# Taper By Cutting



## Charles (Aug 26, 2010)

Today's project was an investigation of the results of taper by cutting. Here are the rigs I used.










The bottom rig you will recognize as my Zen PFS. Yes, I know, one band is broken ... more about that later. The bands were cut from ONE Alliance 105 band. I stretched a 105 band and cut it at what appeared to be its weakest part, yielding a strip 10.5 inces long. I wanted 1.5 inches at each end to allow for tying, so I measured 1.5 inches and marked that at each end using a ball point pen. I used wide packing tape to tape down one end of the band, stretched it lightly, and taped the othe end down as well. Then I used a steel rule and a rotary cutter to slice the band diagonally between my two marks. Stretching the band made it easier for me to get a straight, proper cut. That gave me two bands from one Alliance 105. I used an extra strip of another 105 over the forks to prevent chafing, and used a standard rubberband tie with Alliance 64s to attach the bands to the forks. The taper was so great that I had to use small rubber bands to tie the bands to the pouch. The band length, from fork to pouch tie, was 7 inches.

The top rig is a new PFS I made from a bamboo scraper I scored at a thrift shop yesterday ... and it has a shoestring lanyard, also from the thrift store. Each band was cut from a single Alliance 105. In each case, I began with a strip 10.5 inches long as before. I marked off 1.5 inches from one end. At the other end, I marked the band in the middle of its width. I stretched each band and cut as previously described. I used standard rubberband ties to attach the bands at the forks, but had enough length I could just double the band under to provide the cushioning from chafing at the fork. The bands were attached to the pouch using cutoffs from small diameter Chinese tubes, as I have described elsewhere.

- - -

> _PROBLEM STATEMENT_
According to the forum post on taper by cutting, what was the band length from fork to pouch tie on the bottom rig?

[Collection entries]

- - -

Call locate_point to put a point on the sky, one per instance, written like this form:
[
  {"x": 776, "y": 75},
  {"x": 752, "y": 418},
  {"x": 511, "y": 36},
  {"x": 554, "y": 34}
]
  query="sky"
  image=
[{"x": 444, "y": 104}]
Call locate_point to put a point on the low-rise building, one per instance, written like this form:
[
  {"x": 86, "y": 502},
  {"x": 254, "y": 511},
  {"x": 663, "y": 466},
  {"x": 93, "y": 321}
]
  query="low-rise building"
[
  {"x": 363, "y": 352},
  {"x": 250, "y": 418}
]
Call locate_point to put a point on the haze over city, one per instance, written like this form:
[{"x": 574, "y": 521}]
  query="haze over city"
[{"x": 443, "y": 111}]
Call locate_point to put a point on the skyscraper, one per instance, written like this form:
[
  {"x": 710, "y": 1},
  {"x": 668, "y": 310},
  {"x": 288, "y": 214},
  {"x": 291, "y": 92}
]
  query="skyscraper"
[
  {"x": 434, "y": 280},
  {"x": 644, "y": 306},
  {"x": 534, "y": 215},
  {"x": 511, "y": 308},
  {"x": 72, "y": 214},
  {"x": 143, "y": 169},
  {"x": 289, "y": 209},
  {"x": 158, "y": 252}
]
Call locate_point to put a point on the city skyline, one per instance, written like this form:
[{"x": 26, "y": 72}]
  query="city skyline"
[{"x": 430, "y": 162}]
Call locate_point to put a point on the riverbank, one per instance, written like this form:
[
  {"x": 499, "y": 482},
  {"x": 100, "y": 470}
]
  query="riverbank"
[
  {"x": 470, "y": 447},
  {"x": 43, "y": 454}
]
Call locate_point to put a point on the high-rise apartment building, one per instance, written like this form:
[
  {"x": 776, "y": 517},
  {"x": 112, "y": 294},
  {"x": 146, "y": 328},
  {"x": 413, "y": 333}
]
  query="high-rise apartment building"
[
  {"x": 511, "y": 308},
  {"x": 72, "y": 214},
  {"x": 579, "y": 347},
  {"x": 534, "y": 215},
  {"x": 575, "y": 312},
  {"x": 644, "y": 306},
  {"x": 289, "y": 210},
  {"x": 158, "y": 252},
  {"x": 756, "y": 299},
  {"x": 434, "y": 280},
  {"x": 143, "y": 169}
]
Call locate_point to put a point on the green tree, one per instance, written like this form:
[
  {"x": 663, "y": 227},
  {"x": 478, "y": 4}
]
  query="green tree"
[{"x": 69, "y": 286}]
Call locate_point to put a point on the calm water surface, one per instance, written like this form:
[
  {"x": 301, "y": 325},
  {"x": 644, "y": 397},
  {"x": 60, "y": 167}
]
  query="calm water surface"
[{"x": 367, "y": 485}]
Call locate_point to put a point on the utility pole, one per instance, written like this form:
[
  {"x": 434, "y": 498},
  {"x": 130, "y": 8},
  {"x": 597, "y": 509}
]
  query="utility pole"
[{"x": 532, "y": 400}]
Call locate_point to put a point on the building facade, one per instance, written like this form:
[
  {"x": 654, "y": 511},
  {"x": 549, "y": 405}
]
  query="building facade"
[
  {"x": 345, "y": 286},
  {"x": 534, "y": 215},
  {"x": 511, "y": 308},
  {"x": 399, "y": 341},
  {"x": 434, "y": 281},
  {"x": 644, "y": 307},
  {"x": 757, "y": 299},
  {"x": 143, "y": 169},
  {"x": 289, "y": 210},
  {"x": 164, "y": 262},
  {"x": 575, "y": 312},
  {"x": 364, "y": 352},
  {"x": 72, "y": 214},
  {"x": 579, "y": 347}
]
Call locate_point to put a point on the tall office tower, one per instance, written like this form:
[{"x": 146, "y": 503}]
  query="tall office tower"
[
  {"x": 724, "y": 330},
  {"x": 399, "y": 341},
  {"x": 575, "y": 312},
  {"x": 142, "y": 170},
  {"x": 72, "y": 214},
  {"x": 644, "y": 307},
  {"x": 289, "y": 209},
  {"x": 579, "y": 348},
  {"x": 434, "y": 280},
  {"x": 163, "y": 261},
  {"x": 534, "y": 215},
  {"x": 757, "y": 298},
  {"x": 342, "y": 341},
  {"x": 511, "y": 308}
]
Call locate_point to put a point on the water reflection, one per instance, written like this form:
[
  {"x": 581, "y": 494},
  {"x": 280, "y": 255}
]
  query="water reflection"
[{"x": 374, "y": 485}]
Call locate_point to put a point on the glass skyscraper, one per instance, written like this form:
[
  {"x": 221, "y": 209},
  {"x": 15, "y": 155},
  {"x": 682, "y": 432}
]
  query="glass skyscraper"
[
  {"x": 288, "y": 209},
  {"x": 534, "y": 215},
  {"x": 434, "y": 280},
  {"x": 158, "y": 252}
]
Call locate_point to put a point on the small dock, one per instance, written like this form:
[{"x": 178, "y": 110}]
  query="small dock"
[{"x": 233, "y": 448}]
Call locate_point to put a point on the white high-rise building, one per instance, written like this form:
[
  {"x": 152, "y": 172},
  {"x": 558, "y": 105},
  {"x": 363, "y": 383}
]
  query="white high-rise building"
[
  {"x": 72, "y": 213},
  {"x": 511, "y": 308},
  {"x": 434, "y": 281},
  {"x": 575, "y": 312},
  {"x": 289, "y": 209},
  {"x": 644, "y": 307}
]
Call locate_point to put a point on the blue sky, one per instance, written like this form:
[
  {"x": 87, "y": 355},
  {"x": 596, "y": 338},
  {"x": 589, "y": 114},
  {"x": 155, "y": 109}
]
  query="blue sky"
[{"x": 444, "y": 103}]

- - -

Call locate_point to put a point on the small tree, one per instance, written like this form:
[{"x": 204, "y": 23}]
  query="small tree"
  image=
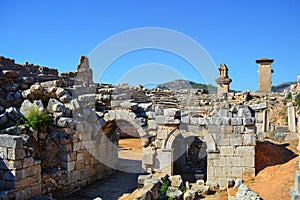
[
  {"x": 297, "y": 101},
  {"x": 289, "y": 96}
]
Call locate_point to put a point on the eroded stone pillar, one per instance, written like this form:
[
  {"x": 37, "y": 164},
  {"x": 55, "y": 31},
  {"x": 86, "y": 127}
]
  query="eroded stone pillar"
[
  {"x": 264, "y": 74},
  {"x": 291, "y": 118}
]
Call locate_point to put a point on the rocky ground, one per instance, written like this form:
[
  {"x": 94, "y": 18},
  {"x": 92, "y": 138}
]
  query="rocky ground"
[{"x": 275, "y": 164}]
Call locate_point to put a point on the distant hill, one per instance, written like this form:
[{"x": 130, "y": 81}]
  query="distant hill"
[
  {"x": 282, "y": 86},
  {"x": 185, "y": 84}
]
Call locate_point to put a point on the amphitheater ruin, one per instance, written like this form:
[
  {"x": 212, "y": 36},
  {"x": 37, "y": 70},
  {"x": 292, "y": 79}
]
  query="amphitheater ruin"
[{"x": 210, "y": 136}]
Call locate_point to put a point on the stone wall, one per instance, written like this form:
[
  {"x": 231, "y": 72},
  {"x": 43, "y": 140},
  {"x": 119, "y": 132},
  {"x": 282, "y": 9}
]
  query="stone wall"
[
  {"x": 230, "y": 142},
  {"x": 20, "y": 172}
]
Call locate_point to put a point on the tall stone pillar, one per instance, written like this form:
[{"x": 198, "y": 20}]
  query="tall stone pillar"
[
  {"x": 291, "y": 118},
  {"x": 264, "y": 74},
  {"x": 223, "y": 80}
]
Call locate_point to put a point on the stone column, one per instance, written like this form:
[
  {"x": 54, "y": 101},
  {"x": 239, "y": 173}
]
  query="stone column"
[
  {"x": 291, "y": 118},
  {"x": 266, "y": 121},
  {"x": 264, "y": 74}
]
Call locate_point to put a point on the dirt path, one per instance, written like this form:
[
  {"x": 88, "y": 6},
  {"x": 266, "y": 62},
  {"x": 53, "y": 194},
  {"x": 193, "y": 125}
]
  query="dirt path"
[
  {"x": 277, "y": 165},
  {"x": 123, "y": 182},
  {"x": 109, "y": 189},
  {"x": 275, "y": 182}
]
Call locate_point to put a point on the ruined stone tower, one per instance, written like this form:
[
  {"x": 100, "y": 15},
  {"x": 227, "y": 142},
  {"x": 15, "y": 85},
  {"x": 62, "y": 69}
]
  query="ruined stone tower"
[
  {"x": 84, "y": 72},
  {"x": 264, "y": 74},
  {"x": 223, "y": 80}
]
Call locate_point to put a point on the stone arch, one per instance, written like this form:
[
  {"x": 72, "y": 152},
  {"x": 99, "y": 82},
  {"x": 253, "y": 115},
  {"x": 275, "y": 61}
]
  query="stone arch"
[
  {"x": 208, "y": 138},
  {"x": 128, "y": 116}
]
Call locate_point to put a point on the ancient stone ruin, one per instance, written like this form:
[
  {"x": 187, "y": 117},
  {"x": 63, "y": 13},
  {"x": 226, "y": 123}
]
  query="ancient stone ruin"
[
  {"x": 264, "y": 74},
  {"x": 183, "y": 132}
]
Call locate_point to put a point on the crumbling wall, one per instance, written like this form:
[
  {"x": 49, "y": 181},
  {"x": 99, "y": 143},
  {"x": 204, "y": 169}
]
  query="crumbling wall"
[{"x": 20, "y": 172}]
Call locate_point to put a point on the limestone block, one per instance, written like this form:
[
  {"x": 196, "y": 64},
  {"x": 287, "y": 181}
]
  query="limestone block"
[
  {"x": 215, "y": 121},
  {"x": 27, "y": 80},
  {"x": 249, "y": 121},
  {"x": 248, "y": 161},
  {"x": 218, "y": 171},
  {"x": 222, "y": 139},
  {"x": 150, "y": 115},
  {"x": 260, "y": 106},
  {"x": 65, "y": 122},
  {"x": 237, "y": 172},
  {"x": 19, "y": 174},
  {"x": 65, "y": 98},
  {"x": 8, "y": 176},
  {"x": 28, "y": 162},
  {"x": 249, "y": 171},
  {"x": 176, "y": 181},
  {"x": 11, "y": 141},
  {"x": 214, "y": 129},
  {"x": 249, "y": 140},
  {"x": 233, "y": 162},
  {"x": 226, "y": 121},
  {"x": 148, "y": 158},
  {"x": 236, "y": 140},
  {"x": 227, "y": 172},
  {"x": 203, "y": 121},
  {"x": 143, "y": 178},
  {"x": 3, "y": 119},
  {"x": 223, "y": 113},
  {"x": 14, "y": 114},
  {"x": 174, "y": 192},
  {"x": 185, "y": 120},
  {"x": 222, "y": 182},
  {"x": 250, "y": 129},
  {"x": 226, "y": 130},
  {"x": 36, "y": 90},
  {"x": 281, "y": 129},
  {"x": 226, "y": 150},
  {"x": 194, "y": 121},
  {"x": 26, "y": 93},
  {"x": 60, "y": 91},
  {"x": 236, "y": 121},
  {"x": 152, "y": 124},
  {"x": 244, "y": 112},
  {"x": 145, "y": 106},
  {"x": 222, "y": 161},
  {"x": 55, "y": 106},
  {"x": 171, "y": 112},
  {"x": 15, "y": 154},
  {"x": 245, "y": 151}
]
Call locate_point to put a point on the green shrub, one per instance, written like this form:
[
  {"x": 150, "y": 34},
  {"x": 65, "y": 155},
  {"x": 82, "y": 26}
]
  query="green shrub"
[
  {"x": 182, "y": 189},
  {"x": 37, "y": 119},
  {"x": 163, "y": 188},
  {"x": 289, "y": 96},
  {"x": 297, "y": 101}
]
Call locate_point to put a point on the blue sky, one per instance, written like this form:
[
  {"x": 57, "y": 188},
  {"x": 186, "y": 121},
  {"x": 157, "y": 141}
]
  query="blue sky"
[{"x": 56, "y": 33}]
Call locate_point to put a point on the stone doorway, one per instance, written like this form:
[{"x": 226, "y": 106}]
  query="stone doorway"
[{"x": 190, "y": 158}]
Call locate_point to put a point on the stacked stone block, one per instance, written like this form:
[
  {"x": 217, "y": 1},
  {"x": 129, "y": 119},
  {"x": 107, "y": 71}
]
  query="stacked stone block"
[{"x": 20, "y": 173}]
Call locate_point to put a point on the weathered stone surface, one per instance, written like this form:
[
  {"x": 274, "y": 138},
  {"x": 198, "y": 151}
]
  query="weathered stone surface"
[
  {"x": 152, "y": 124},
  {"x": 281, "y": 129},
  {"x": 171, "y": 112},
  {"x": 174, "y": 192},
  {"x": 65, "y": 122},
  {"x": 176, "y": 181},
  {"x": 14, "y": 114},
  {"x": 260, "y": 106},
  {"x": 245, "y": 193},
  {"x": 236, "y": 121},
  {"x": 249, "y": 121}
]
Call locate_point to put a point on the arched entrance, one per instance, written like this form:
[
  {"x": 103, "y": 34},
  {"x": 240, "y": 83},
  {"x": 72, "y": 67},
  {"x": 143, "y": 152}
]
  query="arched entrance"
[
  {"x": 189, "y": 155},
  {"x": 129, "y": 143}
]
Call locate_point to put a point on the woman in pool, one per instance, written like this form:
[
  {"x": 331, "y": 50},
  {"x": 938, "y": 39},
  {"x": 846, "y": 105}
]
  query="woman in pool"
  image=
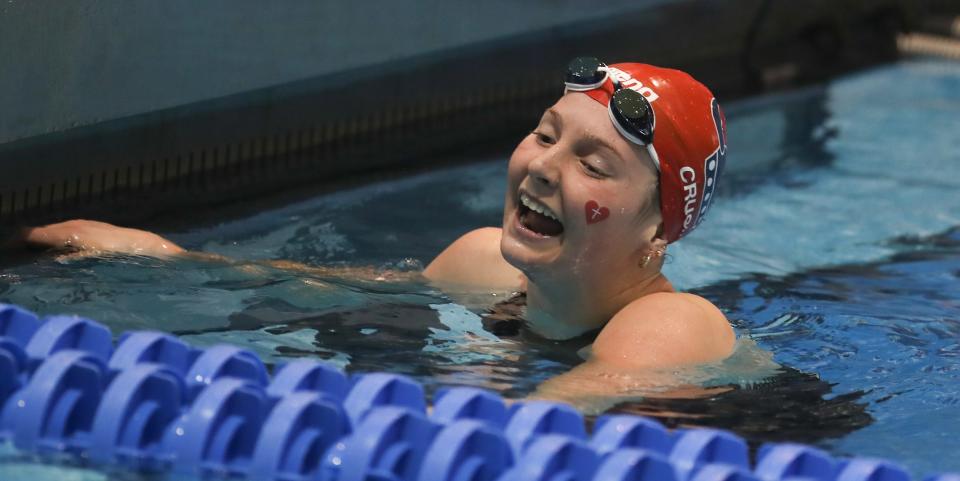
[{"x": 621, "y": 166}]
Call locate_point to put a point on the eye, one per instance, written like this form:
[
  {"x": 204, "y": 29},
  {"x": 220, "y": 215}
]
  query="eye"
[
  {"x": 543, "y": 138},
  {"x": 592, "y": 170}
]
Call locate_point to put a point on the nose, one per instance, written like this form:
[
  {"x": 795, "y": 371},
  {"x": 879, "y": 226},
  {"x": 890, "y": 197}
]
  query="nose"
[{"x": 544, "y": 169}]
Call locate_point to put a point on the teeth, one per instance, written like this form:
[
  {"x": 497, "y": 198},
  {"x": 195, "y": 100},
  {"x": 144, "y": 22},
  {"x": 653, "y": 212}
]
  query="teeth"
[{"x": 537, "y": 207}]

- - -

> _THE COMPLETED TASK_
7 inches